Transcribe the data exactly.

• [AVAILABLE DATA]:
-- Opening Marker --

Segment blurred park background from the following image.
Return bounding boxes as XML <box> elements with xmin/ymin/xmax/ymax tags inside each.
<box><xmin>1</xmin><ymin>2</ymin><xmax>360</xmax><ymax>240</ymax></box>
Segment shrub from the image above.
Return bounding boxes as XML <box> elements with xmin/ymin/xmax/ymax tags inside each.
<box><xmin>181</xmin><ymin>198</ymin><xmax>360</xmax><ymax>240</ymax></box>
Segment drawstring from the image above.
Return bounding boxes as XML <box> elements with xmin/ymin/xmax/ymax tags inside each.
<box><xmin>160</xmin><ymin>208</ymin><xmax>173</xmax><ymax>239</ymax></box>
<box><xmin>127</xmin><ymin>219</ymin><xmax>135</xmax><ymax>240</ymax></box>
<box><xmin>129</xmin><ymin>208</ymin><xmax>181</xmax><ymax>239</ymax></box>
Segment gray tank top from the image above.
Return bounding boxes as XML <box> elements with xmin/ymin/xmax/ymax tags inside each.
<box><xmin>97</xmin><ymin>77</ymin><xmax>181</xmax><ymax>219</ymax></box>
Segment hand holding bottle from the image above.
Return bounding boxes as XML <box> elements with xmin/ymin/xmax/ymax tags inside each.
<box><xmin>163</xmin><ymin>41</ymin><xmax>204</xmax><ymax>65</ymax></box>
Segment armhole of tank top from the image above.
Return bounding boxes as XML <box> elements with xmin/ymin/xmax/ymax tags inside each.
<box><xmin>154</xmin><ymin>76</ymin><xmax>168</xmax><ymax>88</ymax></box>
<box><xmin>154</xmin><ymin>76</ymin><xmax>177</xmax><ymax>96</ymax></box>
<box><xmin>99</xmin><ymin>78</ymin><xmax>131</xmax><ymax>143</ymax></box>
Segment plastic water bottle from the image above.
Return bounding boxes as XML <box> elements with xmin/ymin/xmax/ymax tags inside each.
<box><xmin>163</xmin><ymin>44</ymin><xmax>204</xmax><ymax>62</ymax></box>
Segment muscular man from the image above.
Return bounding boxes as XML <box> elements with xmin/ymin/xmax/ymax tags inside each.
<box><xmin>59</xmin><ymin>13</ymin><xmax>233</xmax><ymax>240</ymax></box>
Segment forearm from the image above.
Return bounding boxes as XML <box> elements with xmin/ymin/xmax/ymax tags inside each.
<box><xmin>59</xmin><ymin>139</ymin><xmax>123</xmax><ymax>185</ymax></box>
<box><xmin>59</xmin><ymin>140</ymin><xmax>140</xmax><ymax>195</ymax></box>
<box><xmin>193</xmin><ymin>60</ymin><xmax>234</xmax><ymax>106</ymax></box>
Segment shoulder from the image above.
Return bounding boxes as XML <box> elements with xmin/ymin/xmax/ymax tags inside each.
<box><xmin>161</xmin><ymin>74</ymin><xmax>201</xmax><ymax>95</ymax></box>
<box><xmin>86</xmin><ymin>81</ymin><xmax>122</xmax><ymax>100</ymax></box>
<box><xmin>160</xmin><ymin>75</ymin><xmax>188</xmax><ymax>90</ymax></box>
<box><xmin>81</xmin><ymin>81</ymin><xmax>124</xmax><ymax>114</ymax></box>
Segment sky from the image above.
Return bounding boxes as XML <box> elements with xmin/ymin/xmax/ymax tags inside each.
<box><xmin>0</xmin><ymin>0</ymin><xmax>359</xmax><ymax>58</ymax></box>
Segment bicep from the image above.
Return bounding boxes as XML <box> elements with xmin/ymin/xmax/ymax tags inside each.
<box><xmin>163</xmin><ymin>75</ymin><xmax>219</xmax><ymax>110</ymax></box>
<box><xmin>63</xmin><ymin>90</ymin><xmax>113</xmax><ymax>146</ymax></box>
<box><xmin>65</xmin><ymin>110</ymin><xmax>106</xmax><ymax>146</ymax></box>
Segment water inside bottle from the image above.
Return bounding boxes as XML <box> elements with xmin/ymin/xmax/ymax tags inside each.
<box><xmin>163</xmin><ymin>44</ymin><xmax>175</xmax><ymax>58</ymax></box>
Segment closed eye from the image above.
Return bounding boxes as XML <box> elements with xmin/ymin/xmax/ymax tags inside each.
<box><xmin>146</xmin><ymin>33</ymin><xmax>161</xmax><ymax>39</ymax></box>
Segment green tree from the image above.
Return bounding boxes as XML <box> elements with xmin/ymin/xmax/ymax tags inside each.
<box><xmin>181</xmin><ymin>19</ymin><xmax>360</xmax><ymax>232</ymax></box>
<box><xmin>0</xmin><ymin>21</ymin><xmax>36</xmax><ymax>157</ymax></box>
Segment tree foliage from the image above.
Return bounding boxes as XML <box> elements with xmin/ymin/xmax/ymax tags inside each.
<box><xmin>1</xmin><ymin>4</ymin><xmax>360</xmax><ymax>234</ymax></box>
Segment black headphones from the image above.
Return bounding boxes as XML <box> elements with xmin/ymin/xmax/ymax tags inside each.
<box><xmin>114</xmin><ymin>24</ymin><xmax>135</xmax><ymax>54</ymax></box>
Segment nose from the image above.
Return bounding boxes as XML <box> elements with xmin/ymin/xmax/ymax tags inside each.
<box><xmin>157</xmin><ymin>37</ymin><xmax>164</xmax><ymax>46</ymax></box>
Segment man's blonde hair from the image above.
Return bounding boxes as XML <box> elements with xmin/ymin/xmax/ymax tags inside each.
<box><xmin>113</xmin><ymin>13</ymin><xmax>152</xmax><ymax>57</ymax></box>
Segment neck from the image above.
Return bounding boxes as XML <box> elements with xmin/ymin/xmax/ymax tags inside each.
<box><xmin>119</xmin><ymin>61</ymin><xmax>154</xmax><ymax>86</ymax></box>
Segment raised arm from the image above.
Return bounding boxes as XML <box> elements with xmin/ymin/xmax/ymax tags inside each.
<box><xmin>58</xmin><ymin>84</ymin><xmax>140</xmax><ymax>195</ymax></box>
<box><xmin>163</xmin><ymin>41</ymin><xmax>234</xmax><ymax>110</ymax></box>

-- Closing Marker --

• [OUTPUT FOR THIS EXERCISE]:
Segment blurred park background from the following image.
Return bounding boxes as XML <box> elements with xmin/ymin/xmax/ymax tags inside each.
<box><xmin>1</xmin><ymin>2</ymin><xmax>360</xmax><ymax>240</ymax></box>
Segment shrub from the image above.
Return bounding boxes as XML <box> elements with xmin/ymin/xmax/ymax tags inside each.
<box><xmin>181</xmin><ymin>198</ymin><xmax>360</xmax><ymax>240</ymax></box>
Segment drawstring from the image above.
Return bounding boxes as XML <box> elements with xmin/ymin/xmax/ymax tags inside each.
<box><xmin>160</xmin><ymin>208</ymin><xmax>173</xmax><ymax>239</ymax></box>
<box><xmin>127</xmin><ymin>219</ymin><xmax>135</xmax><ymax>240</ymax></box>
<box><xmin>129</xmin><ymin>208</ymin><xmax>181</xmax><ymax>239</ymax></box>
Segment gray tank top from the image above.
Return bounding boxes as XML <box> elements with xmin/ymin/xmax/ymax tags inside each.
<box><xmin>97</xmin><ymin>77</ymin><xmax>181</xmax><ymax>219</ymax></box>
Segment hand holding bottle from the image above.
Return bounding boxes as XML <box> elements with xmin/ymin/xmax/ymax tags inside each.
<box><xmin>163</xmin><ymin>41</ymin><xmax>204</xmax><ymax>65</ymax></box>
Segment armhole of tank top from the image above.
Return bounding boxes as XML <box> elements with xmin/ymin/xmax/ymax tags inside each.
<box><xmin>154</xmin><ymin>76</ymin><xmax>168</xmax><ymax>88</ymax></box>
<box><xmin>154</xmin><ymin>76</ymin><xmax>177</xmax><ymax>96</ymax></box>
<box><xmin>99</xmin><ymin>78</ymin><xmax>131</xmax><ymax>143</ymax></box>
Segment plastic water bottle from the image above.
Return bounding boxes as XML <box> elements with xmin/ymin/xmax/ymax tags inside each.
<box><xmin>163</xmin><ymin>44</ymin><xmax>204</xmax><ymax>62</ymax></box>
Segment muscular man from the image above.
Return bounding boxes as XML <box> elements with xmin/ymin/xmax/ymax tags inside each.
<box><xmin>59</xmin><ymin>13</ymin><xmax>233</xmax><ymax>240</ymax></box>
Segment forearm from the image above.
Return bounding boxes as XML <box> elements with xmin/ymin/xmax/ymax tags inside each.
<box><xmin>59</xmin><ymin>139</ymin><xmax>123</xmax><ymax>185</ymax></box>
<box><xmin>59</xmin><ymin>140</ymin><xmax>140</xmax><ymax>195</ymax></box>
<box><xmin>193</xmin><ymin>60</ymin><xmax>234</xmax><ymax>106</ymax></box>
Segment shoulder from the image above.
Return bounding boxes as XML <box> elements with xmin/ymin/xmax/ymax tags inside each.
<box><xmin>161</xmin><ymin>74</ymin><xmax>201</xmax><ymax>95</ymax></box>
<box><xmin>86</xmin><ymin>81</ymin><xmax>122</xmax><ymax>100</ymax></box>
<box><xmin>160</xmin><ymin>75</ymin><xmax>188</xmax><ymax>90</ymax></box>
<box><xmin>81</xmin><ymin>81</ymin><xmax>124</xmax><ymax>114</ymax></box>
Segment sky from the image above.
Return bounding boxes as XML <box> elements with xmin/ymin/xmax/ymax tags inside each.
<box><xmin>0</xmin><ymin>0</ymin><xmax>359</xmax><ymax>58</ymax></box>
Segment bicep from the image above.
Return bounding boxes as XML <box> elements with xmin/ymin/xmax/ymax tags inside each.
<box><xmin>163</xmin><ymin>75</ymin><xmax>219</xmax><ymax>110</ymax></box>
<box><xmin>63</xmin><ymin>90</ymin><xmax>113</xmax><ymax>146</ymax></box>
<box><xmin>65</xmin><ymin>110</ymin><xmax>106</xmax><ymax>146</ymax></box>
Segment water inside bottle from the image above.
Return bounding boxes as XML <box> elements with xmin/ymin/xmax/ymax tags inside each.
<box><xmin>163</xmin><ymin>44</ymin><xmax>175</xmax><ymax>58</ymax></box>
Segment closed eye from the image above.
Return bounding boxes as XML <box> elements with xmin/ymin/xmax/ymax tags inside each.
<box><xmin>146</xmin><ymin>33</ymin><xmax>161</xmax><ymax>39</ymax></box>
Segment green tree from the image above.
Return bounding boxes as XML <box> elements with xmin/ymin/xmax/ymax tags inside each.
<box><xmin>181</xmin><ymin>19</ymin><xmax>360</xmax><ymax>232</ymax></box>
<box><xmin>0</xmin><ymin>21</ymin><xmax>36</xmax><ymax>157</ymax></box>
Segment tree foliage from the image above.
Return bounding boxes as XML <box> elements with xmin/ymin/xmax/ymax tags inside each.
<box><xmin>1</xmin><ymin>4</ymin><xmax>360</xmax><ymax>234</ymax></box>
Segment black headphones from the image above.
Return bounding boxes as XML <box> elements with xmin/ymin/xmax/ymax tags inside each.
<box><xmin>114</xmin><ymin>24</ymin><xmax>135</xmax><ymax>54</ymax></box>
Segment nose from the image above.
Return bounding boxes as XML <box> elements with xmin/ymin/xmax/ymax tags inside each.
<box><xmin>157</xmin><ymin>37</ymin><xmax>164</xmax><ymax>46</ymax></box>
Segment man's blonde hair from the image above.
Return bounding boxes as XML <box> elements with xmin/ymin/xmax/ymax tags inside each.
<box><xmin>113</xmin><ymin>13</ymin><xmax>152</xmax><ymax>57</ymax></box>
Segment neck from the image above.
Return bounding boxes as XML <box> elements with xmin/ymin/xmax/ymax tags inside each.
<box><xmin>119</xmin><ymin>61</ymin><xmax>154</xmax><ymax>86</ymax></box>
Segment raised arm from the image above.
Return bounding boxes as XML <box> elements with xmin/ymin/xmax/ymax tags inside each.
<box><xmin>58</xmin><ymin>84</ymin><xmax>140</xmax><ymax>195</ymax></box>
<box><xmin>163</xmin><ymin>41</ymin><xmax>234</xmax><ymax>110</ymax></box>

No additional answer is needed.